• Direction
Reproduce all of the material below word for word, line by line.

*** Material shown ***

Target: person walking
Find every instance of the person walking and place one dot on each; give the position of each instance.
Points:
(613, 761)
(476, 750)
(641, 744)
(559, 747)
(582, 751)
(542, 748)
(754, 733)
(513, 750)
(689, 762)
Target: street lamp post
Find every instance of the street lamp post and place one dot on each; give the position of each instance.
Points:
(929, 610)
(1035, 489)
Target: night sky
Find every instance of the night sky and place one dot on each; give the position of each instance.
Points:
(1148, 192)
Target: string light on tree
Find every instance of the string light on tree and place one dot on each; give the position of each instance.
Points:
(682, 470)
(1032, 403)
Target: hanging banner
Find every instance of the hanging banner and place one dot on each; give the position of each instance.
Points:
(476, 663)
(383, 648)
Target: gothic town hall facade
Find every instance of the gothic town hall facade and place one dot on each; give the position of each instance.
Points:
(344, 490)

***

• Response to the exercise
Target: person walking
Find every instance of the person walking and place one dot on each; give the position of each instance.
Points:
(613, 761)
(476, 750)
(641, 744)
(559, 747)
(582, 751)
(542, 748)
(754, 733)
(513, 750)
(689, 762)
Target: street lamp post
Find every instance of the street lamp post and place one dot on each; give the position of each instance.
Points:
(929, 610)
(1035, 489)
Target: night sky
Find every instance of the night sky and place one dot on each; give the position of each instance.
Points:
(1148, 192)
Target: string light on tree
Find every instance of the string light on tree and place one dot on each; give the position of each instance.
Points:
(682, 470)
(1032, 403)
Target: hanging banner
Find every instance of the hanging banner and place one dot on each; give the position of each instance.
Points:
(476, 663)
(383, 648)
Target: gothic town hall facade
Find every instance of the gothic town hall facade and place one dot on each; give the position of each instance.
Points:
(344, 490)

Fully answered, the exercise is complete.